Would you write out each line of the material below exactly, skipping every picture?

Segment Open

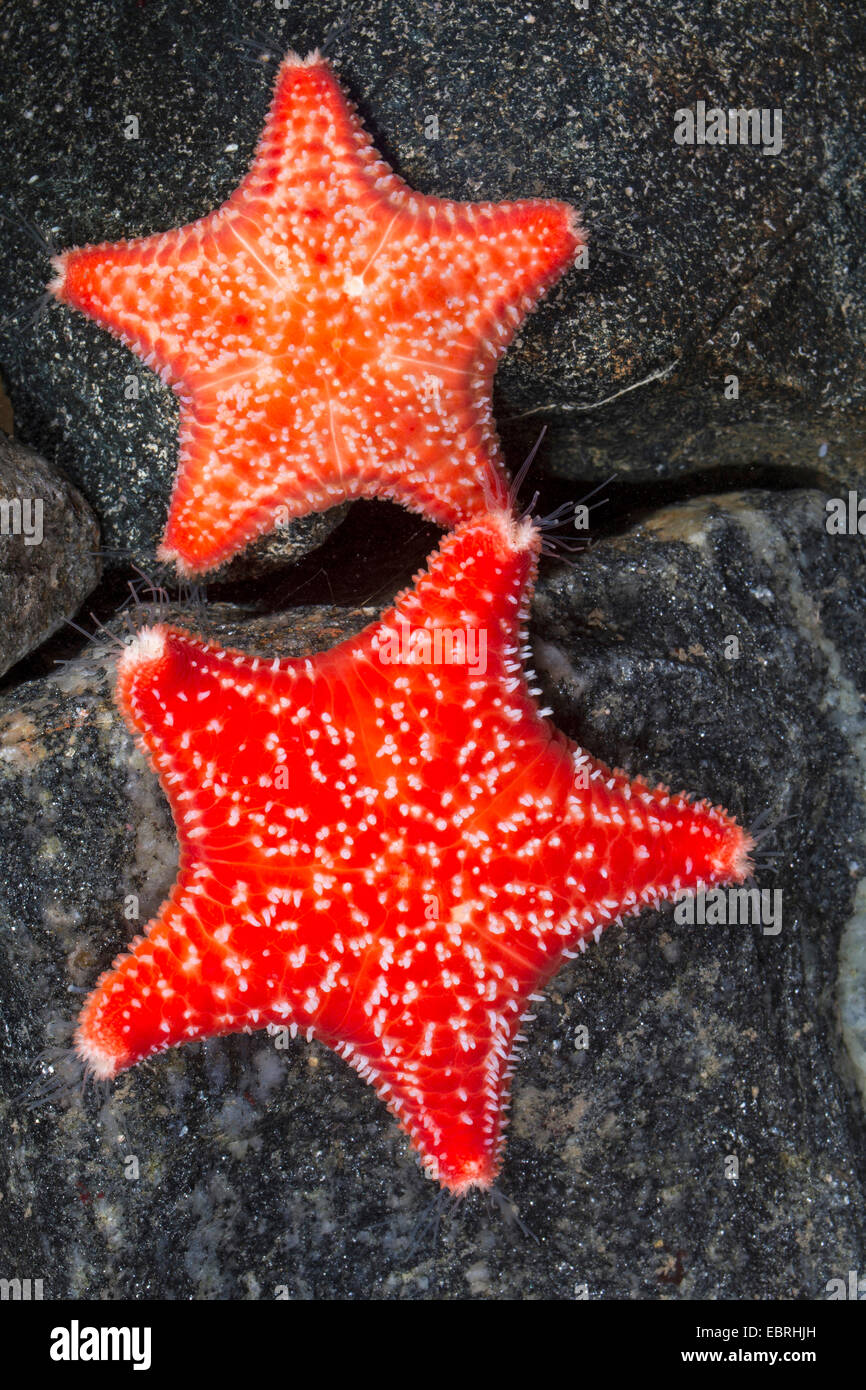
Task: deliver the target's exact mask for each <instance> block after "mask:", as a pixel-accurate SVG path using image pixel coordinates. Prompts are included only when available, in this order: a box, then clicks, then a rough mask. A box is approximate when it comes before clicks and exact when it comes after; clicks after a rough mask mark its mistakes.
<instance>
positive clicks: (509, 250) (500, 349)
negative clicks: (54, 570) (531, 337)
mask: <svg viewBox="0 0 866 1390" xmlns="http://www.w3.org/2000/svg"><path fill="white" fill-rule="evenodd" d="M427 203H428V204H430V206H428V207H425V211H424V214H420V215H418V217H417V221H416V227H414V228H413V229H410V231H407V232H406V234H405V235H403V236H402V238H400V239H398V240H396V242H395V243H392V246H391V247H389V249H388V250H386V252H385V260H386V261H388V274H389V277H391V279H392V282H393V284H396V285H402V286H407V288H406V289H405V291H403V293H405V296H406V297H407V300H409V302H411V293H413V292H414V296H417V297H420V299H423V302H424V303H425V304H427V306H428V316H427V320H425V321H424V322H421V324H420V322H418V321H417V320H413V318H409V316H407V334H409V336H407V341H406V343H405V345H403V347H402V353H403V356H406V357H407V359H410V357H411V356H413V354H417V356H425V357H430V356H431V352H430V346H428V345H430V342H431V341H432V339H434V338H435V336H438V338H439V339H441V341H442V343H443V345H445V346H446V347H448V346H449V345H452V343H457V345H459V343H470V342H471V343H473V359H474V364H475V370H478V367H480V366H481V367H482V368H484V370H485V373H487V375H488V378H489V377H492V371H493V366H495V361H496V360H498V359H499V357H500V356H502V353H503V352H505V349H506V347H507V345H509V342H510V341H512V338H513V336H514V334H516V332H517V328H518V327H520V324H521V322H523V320H524V318H525V316H527V314H528V313H531V311H532V309H535V306H537V303H538V300H539V299H541V297H542V295H545V293H546V292H548V291H549V289H550V288H552V286H553V285H555V284H556V281H557V279H559V278H560V277H562V275H563V274H564V271H566V270H569V267H570V265H571V264H573V263H574V259H575V256H577V253H578V252H580V250H581V249H582V247H584V246H585V245H587V236H585V232H584V229H582V227H581V224H580V218H578V214H577V211H575V210H574V208H573V207H571V206H570V204H567V203H560V202H555V200H552V199H534V200H532V199H527V200H523V202H517V203H448V202H439V200H436V199H428V200H427ZM457 306H459V309H457ZM413 334H414V338H416V342H413V338H411V335H413ZM488 384H489V382H488Z"/></svg>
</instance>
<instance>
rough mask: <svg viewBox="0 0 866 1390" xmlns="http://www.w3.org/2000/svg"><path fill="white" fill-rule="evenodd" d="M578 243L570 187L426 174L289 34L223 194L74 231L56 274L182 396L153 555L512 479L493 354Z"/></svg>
mask: <svg viewBox="0 0 866 1390" xmlns="http://www.w3.org/2000/svg"><path fill="white" fill-rule="evenodd" d="M582 245H584V242H582V235H581V231H580V228H578V224H577V217H575V214H574V211H573V210H571V208H570V207H567V206H566V204H564V203H553V202H538V200H535V202H523V203H452V202H445V200H441V199H435V197H424V196H423V195H421V193H414V192H413V190H411V189H410V188H407V186H406V183H403V182H402V179H399V178H398V177H396V175H395V174H392V172H391V170H389V168H388V165H386V164H384V163H382V160H381V158H379V157H378V156H377V153H375V150H374V147H373V145H371V142H370V139H368V136H367V135H366V132H364V129H363V126H361V124H360V121H359V120H357V117H356V114H354V111H353V108H352V106H350V104H349V103H348V101H346V99H345V96H343V95H342V92H341V89H339V86H338V82H336V79H335V76H334V74H332V71H331V68H329V67H328V64H327V63H325V61H324V60H322V58H320V57H318V54H316V53H314V54H311V56H310V57H309V58H306V60H302V58H299V57H296V56H295V54H289V56H288V58H286V60H285V61H284V64H282V67H281V70H279V75H278V78H277V89H275V93H274V101H272V106H271V111H270V115H268V118H267V122H265V126H264V133H263V136H261V140H260V143H259V150H257V153H256V158H254V161H253V167H252V170H250V172H249V174H247V175H246V178H245V179H243V182H242V183H240V186H239V188H238V190H236V192H235V193H234V195H232V196H231V197H229V199H228V202H227V203H224V204H222V207H221V208H218V211H215V213H211V214H210V215H209V217H203V218H200V221H197V222H192V224H190V225H189V227H182V228H179V229H178V231H171V232H164V234H163V235H156V236H146V238H142V239H139V240H133V242H117V243H111V245H103V246H85V247H82V249H81V250H71V252H65V253H64V254H63V256H60V257H57V260H56V263H54V265H56V279H54V281H53V284H51V286H50V288H51V289H53V292H54V295H56V296H57V297H58V299H61V300H64V302H65V303H67V304H72V306H74V307H75V309H81V310H82V311H83V313H86V314H89V316H90V317H92V318H95V320H96V321H97V322H100V324H103V327H106V328H108V329H111V332H114V334H117V335H118V336H120V338H121V339H122V341H124V342H125V343H126V345H128V346H129V347H132V350H133V352H136V353H138V354H139V356H140V357H143V359H145V361H146V363H147V366H150V367H156V368H157V370H158V371H160V374H161V377H163V381H165V382H170V384H171V385H172V386H174V389H175V391H177V392H178V395H179V396H181V453H179V463H178V474H177V480H175V486H174V495H172V499H171V510H170V513H168V524H167V527H165V535H164V538H163V546H161V550H160V556H161V557H163V559H167V560H174V562H175V564H177V567H178V570H179V571H181V573H183V574H197V573H202V571H204V570H210V569H213V567H214V566H218V564H221V563H222V562H224V560H227V559H228V557H229V556H232V555H235V553H236V552H238V550H240V549H242V548H243V546H245V545H246V543H247V542H249V541H252V539H253V538H254V537H257V535H260V534H261V532H264V531H270V530H272V527H274V525H275V524H279V523H281V521H288V520H289V518H291V517H295V516H302V514H306V513H307V512H321V510H324V509H325V507H329V506H332V505H334V503H335V502H341V500H343V499H346V498H357V496H386V498H392V499H395V500H398V502H402V503H403V505H405V506H407V507H411V509H413V510H416V512H424V513H427V514H428V516H431V517H432V518H434V520H435V521H438V523H439V524H441V525H443V527H452V525H455V524H457V523H459V521H460V520H463V518H466V517H468V516H471V514H474V513H477V512H480V510H482V509H484V507H485V506H488V505H489V502H491V498H493V499H499V500H502V498H503V481H502V464H500V450H499V442H498V439H496V432H495V427H493V418H492V407H491V385H492V378H493V370H495V366H496V359H498V357H500V356H502V353H503V352H505V349H506V346H507V343H509V341H510V339H512V336H513V334H514V332H516V329H517V325H518V324H520V322H521V320H523V317H524V316H525V314H527V313H528V311H530V310H531V309H532V307H534V306H535V303H537V300H538V299H539V296H541V295H542V293H544V291H545V289H548V288H549V286H550V285H552V284H553V281H556V279H557V277H559V275H560V274H562V272H563V270H564V268H566V267H567V265H569V264H570V263H571V261H573V259H574V254H575V252H577V250H578V249H580V246H582Z"/></svg>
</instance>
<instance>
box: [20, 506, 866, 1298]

Segment Closed

Exercise answer:
Task: deliver the target's exact mask for each <instance> block after "mask:", as a pixel-accurate SVG path using image pixel coordinates. Prompts are included only when available, in this order: a box, then clicks, then a rough mask. A box is approximate when it comes before clicks and exact when it comes after; clicks after a rough mask mark its mistakes.
<instance>
positive clicks: (509, 250) (500, 349)
negative clicks: (54, 570) (531, 337)
mask: <svg viewBox="0 0 866 1390" xmlns="http://www.w3.org/2000/svg"><path fill="white" fill-rule="evenodd" d="M427 203H428V204H430V206H428V207H425V211H424V214H420V215H418V217H417V221H416V227H414V228H413V229H410V231H407V232H406V234H405V235H403V236H402V238H400V239H398V240H396V242H395V243H392V246H391V247H389V249H388V250H386V252H385V260H386V261H388V274H389V277H391V279H392V282H393V284H396V285H402V286H407V288H406V289H405V291H403V293H405V296H406V297H407V300H409V302H411V293H413V292H414V296H417V297H420V299H423V302H424V303H425V304H427V306H428V316H427V320H425V321H424V322H421V324H420V322H418V321H417V320H413V318H409V316H407V334H409V336H407V341H406V343H405V345H403V347H402V353H403V356H406V357H407V359H410V357H411V356H413V354H417V356H425V357H430V356H431V352H430V346H428V345H430V342H431V341H432V339H434V338H435V336H438V338H439V339H441V341H442V343H443V345H445V346H446V347H448V346H449V345H452V343H457V345H459V343H470V342H471V343H473V359H474V364H475V370H478V367H480V366H481V367H482V368H484V370H485V373H487V375H488V378H489V377H492V371H493V366H495V361H496V360H498V359H499V357H500V356H502V353H503V352H505V349H506V347H507V345H509V342H510V341H512V338H513V336H514V334H516V332H517V328H518V327H520V324H521V322H523V320H524V318H525V316H527V314H528V313H531V311H532V309H535V306H537V303H538V300H539V299H541V297H542V295H545V293H546V292H548V291H549V289H550V288H552V286H553V285H555V284H556V281H557V279H559V278H560V277H562V275H563V274H564V271H566V270H569V267H570V265H571V264H573V263H574V259H575V256H577V253H578V252H580V250H581V249H582V247H584V246H585V245H587V236H585V232H584V229H582V227H581V224H580V218H578V214H577V211H575V210H574V208H573V207H571V206H570V204H567V203H560V202H555V200H552V199H534V200H532V199H527V200H523V202H517V203H448V202H439V200H436V199H428V200H427ZM457 306H459V309H457ZM413 334H414V338H416V342H413V338H411V335H413ZM488 384H489V382H488Z"/></svg>
</instance>
<instance>
rough mask: <svg viewBox="0 0 866 1390" xmlns="http://www.w3.org/2000/svg"><path fill="white" fill-rule="evenodd" d="M578 243L570 187L426 174L289 34L223 194L74 231L56 274L182 396L153 555L512 479L493 354Z"/></svg>
mask: <svg viewBox="0 0 866 1390" xmlns="http://www.w3.org/2000/svg"><path fill="white" fill-rule="evenodd" d="M582 245H584V242H582V235H581V231H580V228H578V224H577V217H575V214H574V211H573V210H571V208H570V207H567V206H566V204H564V203H553V202H538V200H535V202H523V203H452V202H445V200H441V199H435V197H424V196H423V195H421V193H414V192H413V190H411V189H410V188H407V186H406V183H403V182H402V179H399V178H398V177H396V175H395V174H392V172H391V170H389V168H388V165H386V164H384V163H382V160H381V158H379V157H378V156H377V153H375V150H374V147H373V145H371V142H370V139H368V136H367V135H366V132H364V129H363V126H361V124H360V121H359V120H357V117H356V114H354V111H353V108H352V106H350V104H349V103H348V101H346V99H345V96H343V95H342V92H341V89H339V86H338V82H336V79H335V76H334V74H332V71H331V68H329V67H328V64H327V63H325V61H324V60H322V58H320V57H318V54H316V53H314V54H311V56H310V57H309V58H306V60H302V58H299V57H296V56H295V54H289V56H288V58H286V60H285V61H284V64H282V67H281V70H279V75H278V78H277V89H275V93H274V101H272V106H271V111H270V115H268V118H267V122H265V126H264V133H263V136H261V140H260V143H259V150H257V153H256V158H254V161H253V167H252V170H250V172H249V174H247V175H246V178H245V179H243V182H242V183H240V186H239V188H238V190H236V192H235V193H234V195H232V196H231V197H229V199H228V202H227V203H224V204H222V207H221V208H218V211H215V213H211V214H210V215H209V217H203V218H200V221H197V222H192V224H190V225H189V227H182V228H179V229H178V231H171V232H164V234H163V235H156V236H146V238H142V239H139V240H133V242H117V243H111V245H103V246H85V247H82V249H81V250H71V252H65V253H64V254H63V256H60V257H57V260H56V263H54V265H56V279H54V281H53V284H51V286H50V288H51V289H53V292H54V295H56V296H57V297H58V299H61V300H64V302H65V303H67V304H72V306H74V307H75V309H81V310H82V311H83V313H86V314H89V316H90V317H92V318H95V320H96V321H97V322H100V324H103V327H106V328H108V329H111V332H114V334H117V335H118V336H120V338H121V339H122V341H124V342H125V343H126V345H128V346H129V347H132V350H133V352H136V353H138V354H139V356H140V357H143V359H145V361H146V363H147V366H150V367H156V368H157V370H158V371H160V374H161V377H163V381H165V382H170V384H171V385H172V386H174V389H175V391H177V392H178V395H179V396H181V453H179V463H178V474H177V480H175V486H174V495H172V499H171V510H170V513H168V524H167V527H165V535H164V538H163V546H161V550H160V556H161V557H163V559H167V560H174V562H175V564H177V567H178V570H179V571H181V573H183V574H197V573H202V571H204V570H210V569H213V567H214V566H218V564H221V563H222V562H224V560H227V559H228V557H229V556H232V555H235V553H236V552H238V550H240V549H242V548H243V546H245V545H246V543H247V542H249V541H252V539H253V538H254V537H257V535H260V534H261V532H264V531H270V530H272V527H274V525H275V524H279V523H281V521H288V520H289V518H291V517H295V516H302V514H306V513H307V512H321V510H324V509H325V507H329V506H332V505H334V503H335V502H341V500H343V499H346V498H357V496H386V498H392V499H395V500H398V502H402V503H403V505H405V506H407V507H411V509H413V510H416V512H424V513H427V514H428V516H431V517H432V518H434V520H435V521H438V523H439V524H441V525H443V527H452V525H455V524H457V523H459V521H460V520H463V518H466V517H468V516H471V514H474V513H477V512H480V510H482V509H484V507H485V506H488V505H489V502H491V498H493V499H499V500H502V498H503V481H502V464H500V450H499V442H498V439H496V432H495V427H493V418H492V407H491V385H492V378H493V370H495V366H496V359H498V357H500V356H502V353H503V352H505V349H506V346H507V343H509V341H510V339H512V336H513V334H514V332H516V329H517V325H518V324H520V322H521V320H523V317H524V316H525V314H527V313H528V311H530V310H531V309H532V307H534V306H535V303H537V300H538V299H539V296H541V295H542V293H544V291H545V289H548V288H549V286H550V285H552V284H553V281H556V279H557V277H559V275H560V274H562V272H563V270H564V268H566V267H567V265H569V264H570V263H571V261H573V259H574V254H575V252H577V250H578V249H580V246H582Z"/></svg>
</instance>
<instance>
box: [20, 506, 866, 1298]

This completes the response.